Instructions for the task: Would you please transcribe, exactly as written, the lines of the entries below starting at the one that holds "Identify one point on each instance of the yellow magnifying" and ending at the one that holds "Identify one point on each instance of the background", both included?

Data items:
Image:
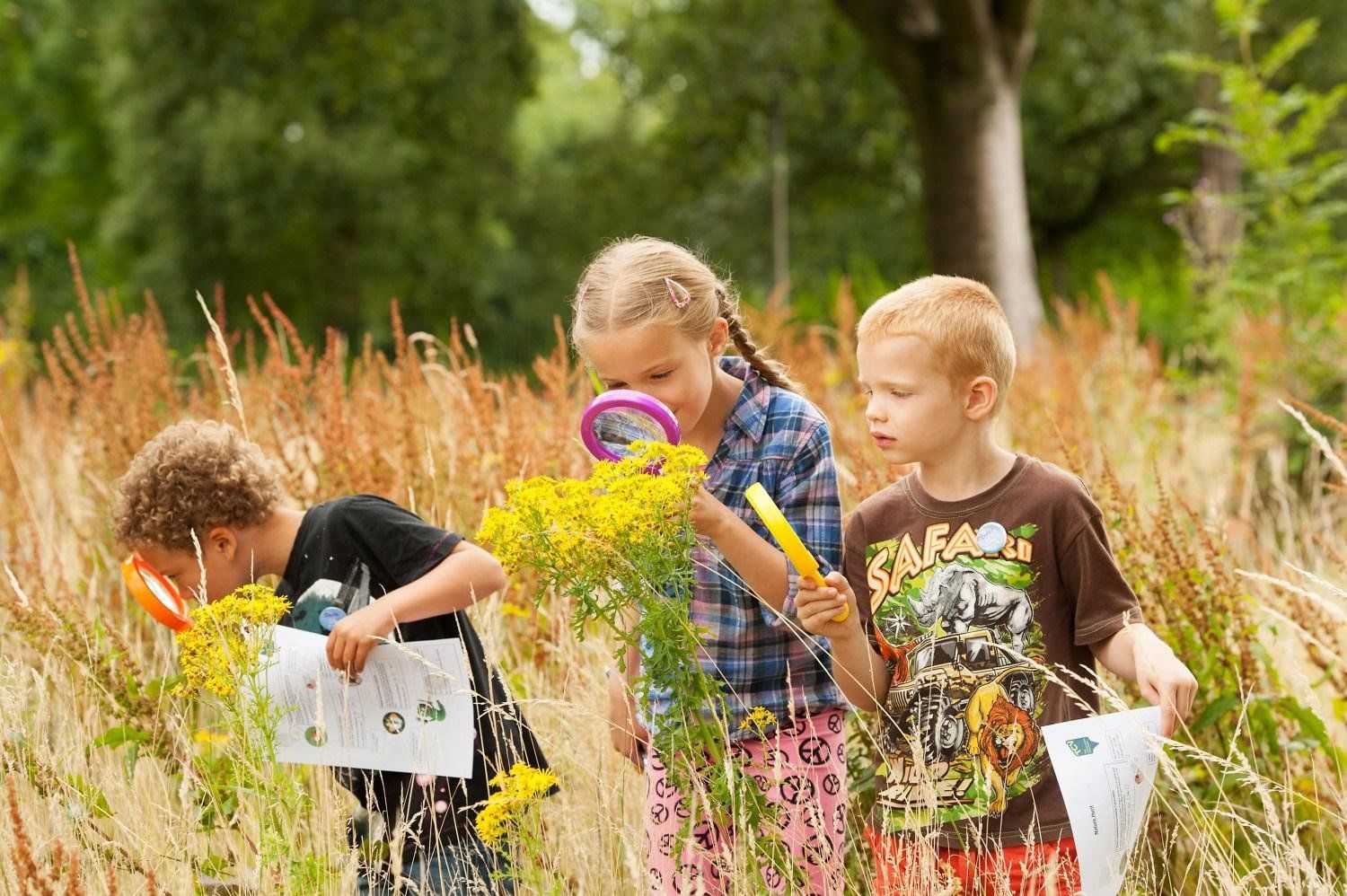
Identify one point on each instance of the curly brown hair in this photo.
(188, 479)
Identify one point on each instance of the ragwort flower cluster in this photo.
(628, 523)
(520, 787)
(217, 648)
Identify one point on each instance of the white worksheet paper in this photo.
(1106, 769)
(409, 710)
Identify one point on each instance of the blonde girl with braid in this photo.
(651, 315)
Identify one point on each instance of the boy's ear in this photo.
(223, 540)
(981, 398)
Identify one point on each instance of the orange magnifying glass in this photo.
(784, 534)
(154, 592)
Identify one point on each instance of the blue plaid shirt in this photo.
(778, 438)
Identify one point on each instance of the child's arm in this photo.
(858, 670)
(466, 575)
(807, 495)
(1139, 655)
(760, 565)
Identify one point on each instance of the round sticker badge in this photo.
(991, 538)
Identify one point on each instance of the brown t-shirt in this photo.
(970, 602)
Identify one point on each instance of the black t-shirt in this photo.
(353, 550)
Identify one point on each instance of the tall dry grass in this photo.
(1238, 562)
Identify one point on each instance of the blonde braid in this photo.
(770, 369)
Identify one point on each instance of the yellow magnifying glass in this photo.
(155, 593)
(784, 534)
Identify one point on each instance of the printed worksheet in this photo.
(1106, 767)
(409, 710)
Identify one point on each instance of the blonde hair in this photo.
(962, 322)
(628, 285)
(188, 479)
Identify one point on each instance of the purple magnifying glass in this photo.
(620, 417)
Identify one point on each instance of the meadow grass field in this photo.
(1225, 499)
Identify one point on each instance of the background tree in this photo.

==

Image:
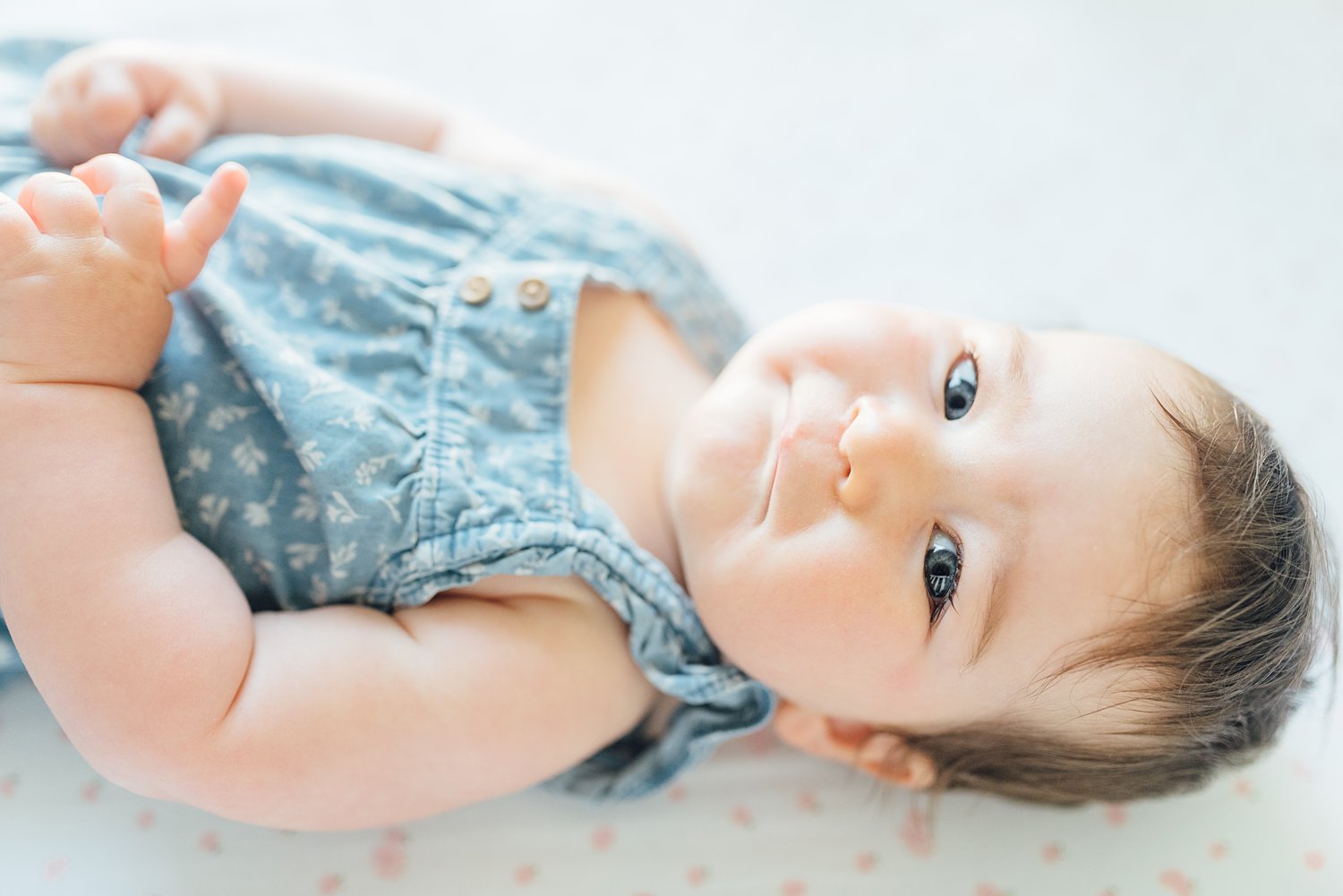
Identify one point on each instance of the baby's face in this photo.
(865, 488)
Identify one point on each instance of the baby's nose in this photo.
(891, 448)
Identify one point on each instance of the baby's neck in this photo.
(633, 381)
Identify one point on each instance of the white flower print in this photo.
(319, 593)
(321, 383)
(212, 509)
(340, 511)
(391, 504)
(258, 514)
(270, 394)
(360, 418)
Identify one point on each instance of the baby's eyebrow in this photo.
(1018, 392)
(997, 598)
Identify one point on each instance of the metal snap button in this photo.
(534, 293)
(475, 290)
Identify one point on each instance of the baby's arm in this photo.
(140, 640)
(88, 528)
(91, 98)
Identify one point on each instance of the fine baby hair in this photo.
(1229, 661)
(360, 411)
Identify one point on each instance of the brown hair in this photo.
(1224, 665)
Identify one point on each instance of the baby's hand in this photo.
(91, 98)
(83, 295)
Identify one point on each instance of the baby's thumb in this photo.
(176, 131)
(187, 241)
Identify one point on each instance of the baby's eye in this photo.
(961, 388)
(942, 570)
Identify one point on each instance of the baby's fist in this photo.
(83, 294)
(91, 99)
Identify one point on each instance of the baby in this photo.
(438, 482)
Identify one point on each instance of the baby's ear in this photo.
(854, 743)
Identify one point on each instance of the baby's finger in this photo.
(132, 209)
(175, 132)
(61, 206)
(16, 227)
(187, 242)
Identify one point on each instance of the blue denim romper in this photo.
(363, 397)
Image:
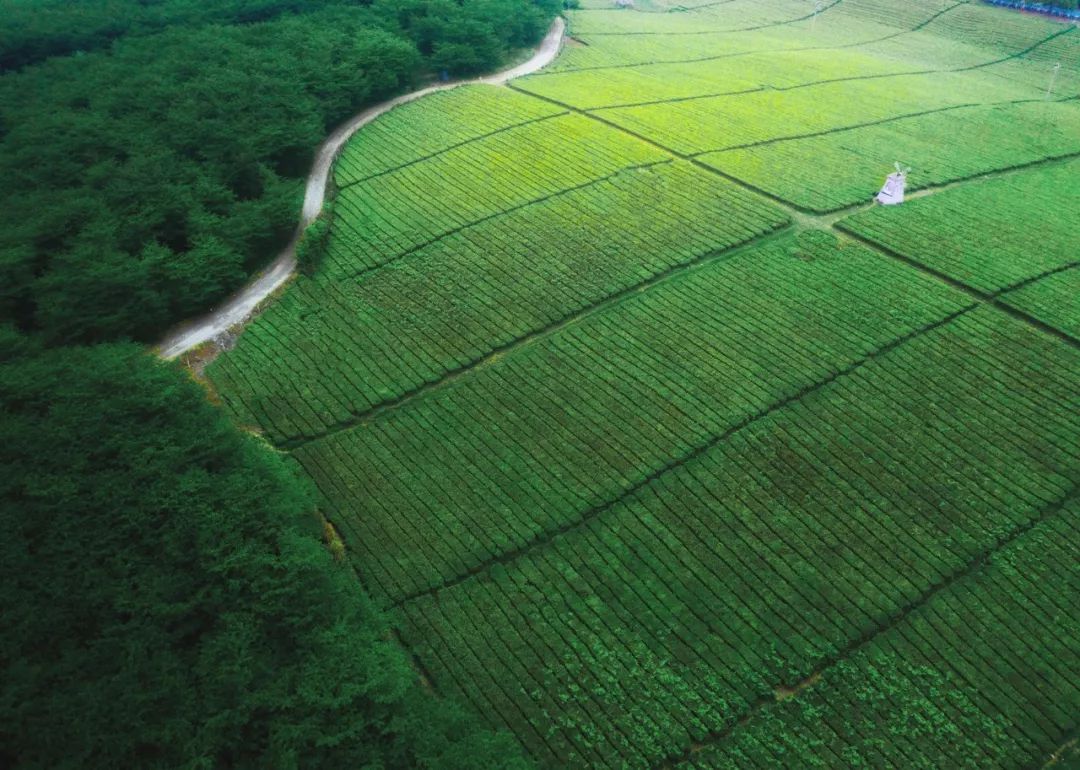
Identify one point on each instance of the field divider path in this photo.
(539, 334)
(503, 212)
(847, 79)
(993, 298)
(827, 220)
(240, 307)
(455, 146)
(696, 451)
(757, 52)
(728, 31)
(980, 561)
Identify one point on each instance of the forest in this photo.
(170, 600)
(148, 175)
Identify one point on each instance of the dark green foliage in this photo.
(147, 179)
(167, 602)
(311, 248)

==

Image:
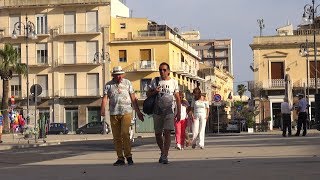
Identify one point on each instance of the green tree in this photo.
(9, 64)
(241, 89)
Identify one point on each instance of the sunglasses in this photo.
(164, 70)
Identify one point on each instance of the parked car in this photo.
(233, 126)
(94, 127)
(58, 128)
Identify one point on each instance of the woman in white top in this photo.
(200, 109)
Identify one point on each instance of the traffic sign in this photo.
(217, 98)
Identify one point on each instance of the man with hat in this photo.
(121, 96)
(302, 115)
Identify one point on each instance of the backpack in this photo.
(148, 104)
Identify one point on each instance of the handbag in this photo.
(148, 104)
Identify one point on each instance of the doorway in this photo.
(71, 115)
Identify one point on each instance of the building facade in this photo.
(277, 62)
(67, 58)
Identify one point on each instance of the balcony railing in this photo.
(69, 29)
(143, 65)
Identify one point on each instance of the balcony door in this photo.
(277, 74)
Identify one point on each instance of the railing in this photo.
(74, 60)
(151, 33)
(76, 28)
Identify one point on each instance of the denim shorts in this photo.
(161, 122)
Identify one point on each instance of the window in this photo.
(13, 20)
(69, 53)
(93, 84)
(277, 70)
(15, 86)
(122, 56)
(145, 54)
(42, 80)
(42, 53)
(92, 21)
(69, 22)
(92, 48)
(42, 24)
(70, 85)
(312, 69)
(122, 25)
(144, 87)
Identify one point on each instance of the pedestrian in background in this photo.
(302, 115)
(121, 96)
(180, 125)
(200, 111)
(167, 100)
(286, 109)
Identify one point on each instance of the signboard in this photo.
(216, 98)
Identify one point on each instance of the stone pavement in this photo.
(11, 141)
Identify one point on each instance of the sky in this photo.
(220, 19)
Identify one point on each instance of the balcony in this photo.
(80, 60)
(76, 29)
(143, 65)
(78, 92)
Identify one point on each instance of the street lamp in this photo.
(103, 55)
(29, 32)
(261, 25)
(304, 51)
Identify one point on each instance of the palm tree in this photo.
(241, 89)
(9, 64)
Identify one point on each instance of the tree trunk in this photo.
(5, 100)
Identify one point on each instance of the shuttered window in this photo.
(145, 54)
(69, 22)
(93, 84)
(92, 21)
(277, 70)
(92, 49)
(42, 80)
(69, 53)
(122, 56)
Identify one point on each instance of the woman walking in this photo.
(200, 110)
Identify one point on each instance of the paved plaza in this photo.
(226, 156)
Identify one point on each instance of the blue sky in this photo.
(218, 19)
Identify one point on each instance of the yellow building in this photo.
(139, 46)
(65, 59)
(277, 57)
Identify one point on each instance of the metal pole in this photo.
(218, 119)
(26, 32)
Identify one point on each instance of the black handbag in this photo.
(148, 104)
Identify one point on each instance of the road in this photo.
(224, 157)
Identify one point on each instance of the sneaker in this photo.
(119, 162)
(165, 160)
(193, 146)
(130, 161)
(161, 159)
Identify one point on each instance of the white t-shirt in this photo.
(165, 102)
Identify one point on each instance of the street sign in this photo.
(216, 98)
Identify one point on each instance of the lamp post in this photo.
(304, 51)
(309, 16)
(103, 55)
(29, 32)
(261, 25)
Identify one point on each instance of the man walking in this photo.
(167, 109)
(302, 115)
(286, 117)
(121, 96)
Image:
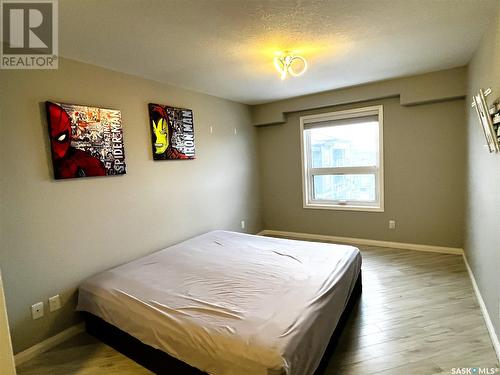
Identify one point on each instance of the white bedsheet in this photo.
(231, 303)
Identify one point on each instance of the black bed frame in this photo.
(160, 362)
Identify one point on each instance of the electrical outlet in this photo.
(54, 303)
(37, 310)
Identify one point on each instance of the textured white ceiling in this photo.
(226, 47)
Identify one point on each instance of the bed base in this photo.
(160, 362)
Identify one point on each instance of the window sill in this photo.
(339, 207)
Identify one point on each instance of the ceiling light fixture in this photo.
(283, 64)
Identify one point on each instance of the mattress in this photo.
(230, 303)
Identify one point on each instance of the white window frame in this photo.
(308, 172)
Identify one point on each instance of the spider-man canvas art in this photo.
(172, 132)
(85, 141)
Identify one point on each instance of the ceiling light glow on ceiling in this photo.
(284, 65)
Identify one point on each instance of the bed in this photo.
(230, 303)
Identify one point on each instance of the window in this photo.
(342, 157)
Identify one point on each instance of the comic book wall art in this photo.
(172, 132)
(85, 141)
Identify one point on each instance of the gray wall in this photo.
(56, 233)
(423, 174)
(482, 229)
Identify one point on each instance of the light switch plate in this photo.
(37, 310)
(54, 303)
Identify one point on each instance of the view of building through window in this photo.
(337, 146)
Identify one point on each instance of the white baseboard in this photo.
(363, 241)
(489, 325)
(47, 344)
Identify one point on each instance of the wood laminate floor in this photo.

Finished task:
Identify one point on each instance of the yellow magnifying glass in this photo.
(155, 593)
(784, 534)
Identify one point on each instance of the printed worksheet in this photo.
(1106, 767)
(409, 710)
Identify one point on each instance of the blonde hair in this photo.
(962, 322)
(628, 285)
(188, 479)
Identify one point on each instance of the purple magnifying glass in this photo.
(620, 417)
Identify one point on each instance of the meadow grass field in this photo.
(1225, 499)
Identify one point on each instance of the background tree in this photo.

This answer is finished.